DO THIS: Convert the material, from the line containing "Highlight the building" through the line containing "[23,24,142,592]", into a JSON list of strings with one string per line, omitting any blank lines.

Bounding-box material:
+++++
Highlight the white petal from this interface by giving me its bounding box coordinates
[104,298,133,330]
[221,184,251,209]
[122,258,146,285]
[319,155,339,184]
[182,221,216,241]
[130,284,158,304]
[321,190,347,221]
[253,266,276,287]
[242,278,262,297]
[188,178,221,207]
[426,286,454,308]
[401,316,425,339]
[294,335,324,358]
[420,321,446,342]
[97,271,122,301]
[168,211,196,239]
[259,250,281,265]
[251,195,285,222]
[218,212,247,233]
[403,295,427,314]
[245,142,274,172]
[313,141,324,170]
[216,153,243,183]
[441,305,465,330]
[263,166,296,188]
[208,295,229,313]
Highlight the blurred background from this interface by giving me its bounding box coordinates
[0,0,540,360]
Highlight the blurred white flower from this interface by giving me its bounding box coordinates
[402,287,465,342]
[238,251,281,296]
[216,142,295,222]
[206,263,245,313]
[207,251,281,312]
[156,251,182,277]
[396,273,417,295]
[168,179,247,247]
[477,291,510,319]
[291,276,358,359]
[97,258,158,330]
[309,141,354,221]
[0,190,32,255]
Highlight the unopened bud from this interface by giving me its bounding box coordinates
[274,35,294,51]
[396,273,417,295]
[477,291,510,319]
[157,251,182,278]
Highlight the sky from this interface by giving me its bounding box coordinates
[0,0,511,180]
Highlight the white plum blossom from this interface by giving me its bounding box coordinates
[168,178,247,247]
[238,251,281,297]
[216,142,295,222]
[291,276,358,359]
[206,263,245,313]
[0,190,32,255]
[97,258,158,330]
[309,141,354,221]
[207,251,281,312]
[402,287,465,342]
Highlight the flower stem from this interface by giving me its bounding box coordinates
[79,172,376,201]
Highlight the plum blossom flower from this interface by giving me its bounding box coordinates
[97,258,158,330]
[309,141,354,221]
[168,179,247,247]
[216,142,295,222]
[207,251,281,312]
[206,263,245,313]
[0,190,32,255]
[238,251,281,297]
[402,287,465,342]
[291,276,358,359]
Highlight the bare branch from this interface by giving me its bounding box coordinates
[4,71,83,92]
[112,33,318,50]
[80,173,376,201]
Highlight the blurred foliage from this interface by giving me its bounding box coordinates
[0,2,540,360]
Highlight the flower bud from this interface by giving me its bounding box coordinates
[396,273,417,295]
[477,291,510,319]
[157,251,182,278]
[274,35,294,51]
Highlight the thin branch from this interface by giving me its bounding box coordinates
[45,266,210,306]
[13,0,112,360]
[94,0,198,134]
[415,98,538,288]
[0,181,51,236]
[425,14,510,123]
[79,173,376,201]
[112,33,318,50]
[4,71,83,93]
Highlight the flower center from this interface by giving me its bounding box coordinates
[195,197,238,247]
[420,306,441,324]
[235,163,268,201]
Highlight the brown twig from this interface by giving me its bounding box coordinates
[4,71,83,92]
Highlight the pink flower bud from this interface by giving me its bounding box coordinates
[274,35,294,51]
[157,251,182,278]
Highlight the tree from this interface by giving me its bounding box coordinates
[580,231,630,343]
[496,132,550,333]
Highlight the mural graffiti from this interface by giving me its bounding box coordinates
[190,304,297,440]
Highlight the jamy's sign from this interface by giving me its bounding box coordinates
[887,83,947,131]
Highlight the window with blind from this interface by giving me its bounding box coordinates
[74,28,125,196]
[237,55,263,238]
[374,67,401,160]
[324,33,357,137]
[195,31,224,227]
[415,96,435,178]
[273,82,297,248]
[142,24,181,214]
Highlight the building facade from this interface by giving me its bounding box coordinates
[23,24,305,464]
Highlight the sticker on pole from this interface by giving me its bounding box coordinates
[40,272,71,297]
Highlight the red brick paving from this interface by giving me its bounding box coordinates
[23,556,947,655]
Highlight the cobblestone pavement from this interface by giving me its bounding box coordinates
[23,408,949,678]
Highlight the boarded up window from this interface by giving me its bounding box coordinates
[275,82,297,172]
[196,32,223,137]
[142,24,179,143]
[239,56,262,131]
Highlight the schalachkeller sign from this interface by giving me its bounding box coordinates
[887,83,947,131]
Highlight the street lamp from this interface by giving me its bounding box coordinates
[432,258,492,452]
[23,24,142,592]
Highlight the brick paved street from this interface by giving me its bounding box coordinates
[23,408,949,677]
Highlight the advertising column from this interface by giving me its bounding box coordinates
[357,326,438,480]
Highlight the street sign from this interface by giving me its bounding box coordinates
+++++
FINISHED EXERCISE:
[
  "Highlight the building facade from this interface by giving me its bounding box coordinates",
  "[23,24,305,464]",
  "Highlight the sticker on pole from this interface by giving me its bounding box coordinates",
  "[40,272,71,297]",
  "Highlight the red brick paving from this interface by giving me its bounding box coordinates",
  "[23,556,947,655]",
  "Highlight the cobblestone pavement from this interface by giving me its bounding box coordinates",
  "[23,408,949,678]",
  "Highlight the boarded up window from this interface by giving me its bounding box coordinates",
  "[275,82,297,172]",
  "[196,32,223,137]",
  "[142,24,179,143]",
  "[239,56,262,131]",
  "Highlight the schalachkeller sign from this interface by giving me its bounding box coordinates",
  "[887,83,947,131]",
  "Highlight the street lamp from this interface by giving me its bounding box coordinates",
  "[432,258,492,452]",
  "[23,24,142,592]"
]